Prof. Leed ’58 Dies at 82 in Ithaca

January 24, 2012
By Jessica Barragan

Prof. Emeritus Richard “Dick” Leed, Russian, Ph.D. ’58 died at the age of 82 from lung cancer in December in his Ithaca home. A memorial service was held on Dec. 9 at the Unitarian Church near the Commons.

In addition to teaching courses on the history and structure of the Russian language, Leed founded and served as the director of the Russian language program at Cornell. He also penned many letters-to-the-editor for The Ithaca Journal and other publications on a variety of subjects.

According to a University press release, Leed was considered an expert in Russian phonetics, comparative Slavic linguistics and Eastern European languages such as Czech, Serbo-Croatian and Polish. On campus, he taught seminars on Russian rhyme, the structure of Lithuanian and phonetics.

He retired from the University in 1994 as professor emeritus.

Prof. Slava Paperno, Russian, called Leed a “model of integrity” and the “best colleague I’ve ever had and the best friend I’ve ever had.”

“I came here from the Soviet Union where there were no morals and no laws, so coming here to this society was a very difficult transition because I had to learn a lot,” said Paperno, who replaced Leed as director of the Russian language program at Cornell. “He was my guide, and the best one I could have asked for.”

Born on Jan. 31, 1929, Leed spent the first 18 years of his life in Lititz, Pa., a lower-middle class town where he raised sheep on his family farm, according to an account of his life Leed wrote for the Department of Russian’s website.

**Task description:** Write the next part of the obituary of Prof. Richard Leed, starting after its last sentence. The entries on this page have no connection to the obituary of Prof. Richard Leed.

**Data excerpts:**

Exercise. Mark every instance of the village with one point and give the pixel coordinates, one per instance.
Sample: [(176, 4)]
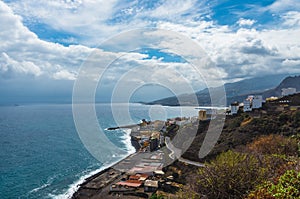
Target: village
[(143, 173)]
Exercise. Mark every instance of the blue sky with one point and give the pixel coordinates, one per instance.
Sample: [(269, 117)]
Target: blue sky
[(45, 42)]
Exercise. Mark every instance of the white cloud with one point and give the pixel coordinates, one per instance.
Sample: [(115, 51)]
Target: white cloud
[(24, 53), (245, 22), (292, 19), (284, 5), (64, 74), (237, 53)]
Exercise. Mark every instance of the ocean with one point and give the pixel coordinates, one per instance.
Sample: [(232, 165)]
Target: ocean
[(41, 155)]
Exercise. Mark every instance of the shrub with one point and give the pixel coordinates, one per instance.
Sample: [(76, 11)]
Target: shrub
[(230, 175), (288, 186), (274, 144)]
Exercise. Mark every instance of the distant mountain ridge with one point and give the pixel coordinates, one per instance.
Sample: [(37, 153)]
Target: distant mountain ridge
[(267, 86)]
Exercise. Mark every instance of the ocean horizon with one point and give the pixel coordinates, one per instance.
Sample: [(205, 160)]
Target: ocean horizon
[(42, 155)]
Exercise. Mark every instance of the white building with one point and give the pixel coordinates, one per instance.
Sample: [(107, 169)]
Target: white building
[(247, 105), (234, 107), (288, 91), (257, 101)]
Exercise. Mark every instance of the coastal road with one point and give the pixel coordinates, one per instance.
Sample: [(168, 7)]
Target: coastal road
[(176, 153)]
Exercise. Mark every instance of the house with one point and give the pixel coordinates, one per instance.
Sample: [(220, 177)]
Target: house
[(247, 105), (202, 115), (153, 144), (257, 102), (234, 107), (150, 185), (288, 91), (130, 183)]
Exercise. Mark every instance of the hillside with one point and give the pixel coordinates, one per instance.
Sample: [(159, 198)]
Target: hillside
[(237, 91), (245, 127)]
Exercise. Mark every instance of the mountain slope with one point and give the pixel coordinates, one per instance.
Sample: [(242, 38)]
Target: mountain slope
[(234, 91)]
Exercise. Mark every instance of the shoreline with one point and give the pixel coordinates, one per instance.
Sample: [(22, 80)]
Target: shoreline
[(85, 190)]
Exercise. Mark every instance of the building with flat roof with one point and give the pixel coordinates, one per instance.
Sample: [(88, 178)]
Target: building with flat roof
[(288, 91)]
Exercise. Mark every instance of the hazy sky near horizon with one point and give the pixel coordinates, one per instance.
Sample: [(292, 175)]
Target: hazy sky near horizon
[(44, 43)]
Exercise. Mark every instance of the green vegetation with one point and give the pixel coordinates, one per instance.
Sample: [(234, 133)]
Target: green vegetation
[(230, 175), (286, 187)]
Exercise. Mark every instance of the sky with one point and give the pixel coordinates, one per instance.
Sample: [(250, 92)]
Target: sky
[(44, 45)]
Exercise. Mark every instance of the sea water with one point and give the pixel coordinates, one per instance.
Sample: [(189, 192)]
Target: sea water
[(41, 154)]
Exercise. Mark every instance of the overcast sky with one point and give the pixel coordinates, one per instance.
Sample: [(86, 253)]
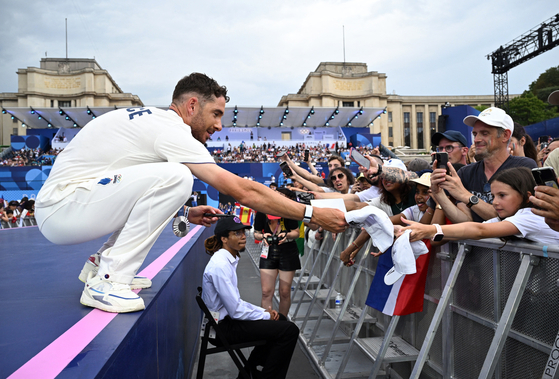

**Output below:**
After receiving his B.A. from Oberlin College, Leed joined the faculty of what was then called the Division of Modern Languages in 1958.

 Leed wrote that he found himself “stumbling up into a professorship in an Ivy League college in Tompkins Country, N.Y., where [he] made [his] home after a stormy and drangy interval of a decade or so.”

Leed taught at Cornell for more than 50 years. Additionally, he worked as an author and editor of more than a dozen books on Russian and Slavic linguistics, including dictionaries and reference tools, according to the University.

In his retirement, Leed devoted much of his time to analyzing Shakespeare’s works. 

A collection of his writing, titled “Unfit to Print,” contains a number of his essays on a variety of topics, including national politics, higher education and animal rights. One passage includes the purported transcript of a speech given to his son, Noah, after Noah’s graduation.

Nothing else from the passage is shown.